On Fri, Oct 19, 2012 at 11:06 AM, Matt Molek <mp...@gmail.com> wrote:

> Sorry for the basic question. I've been reading about this for a few hours,
> but I'm still confused. I want to use ssvd to reduce the dimensionality of
> some tfidf-vectors so I can perform clustering on the result.
>
> Among many other things, I've read:
> https://cwiki.apache.org/MAHOUT/dimensional-reduction.html
>
> Which states the process for svd is:
>
> bin/mahout svd (original -> svdOut)
> bin/mahout cleansvd ...

#### Data segment
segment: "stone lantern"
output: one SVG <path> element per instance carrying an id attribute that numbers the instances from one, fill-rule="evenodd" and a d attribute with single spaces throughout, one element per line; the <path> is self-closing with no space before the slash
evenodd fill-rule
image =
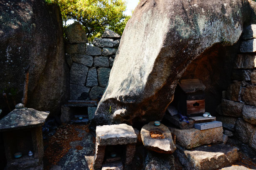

#### Required actions
**1.** Copy out verbatim the part of the Mahout SSVD email that opens with the words containing "On Fri, Oct" and closes with "bin/mahout cleansvd ...".
**2.** Write the next part of the Mahout SSVD email, picking up after its last line.

#### Replies
**1.**
On Fri, Oct 19, 2012 at 11:06 AM, Matt Molek <mp...@gmail.com> wrote:

> Sorry for the basic question. I've been reading about this for a few hours,
> but I'm still confused. I want to use ssvd to reduce the dimensionality of
> some tfidf-vectors so I can perform clustering on the result.
>
> Among many other things, I've read:
> https://cwiki.apache.org/MAHOUT/dimensional-reduction.html
>
> Which states the process for svd is:
>
> bin/mahout svd (original -> svdOut)
> bin/mahout cleansvd ...

**2.**
> bin/mahout transpose svdOut -> svdT
> bin/mahout transpose original -> originalT
> bin/mahout matrixmult originalT svdT -> newMatrix
> bin/mahout kmeans newMatrix
>
> I know you don't need to do cleansvd with ssvd output. My main question is
> which of the three outputs of ssvd should I be transposing and multiplying
> with the original tfidf-matrix? I'm having trouble understanding the math
> that's going on.
>
> ssvd outputs U, V, and sigma, and despite reading a bunch, I'm still
> confused on which of these outputs I should be using, and how. Could anyone
> spell it out for me?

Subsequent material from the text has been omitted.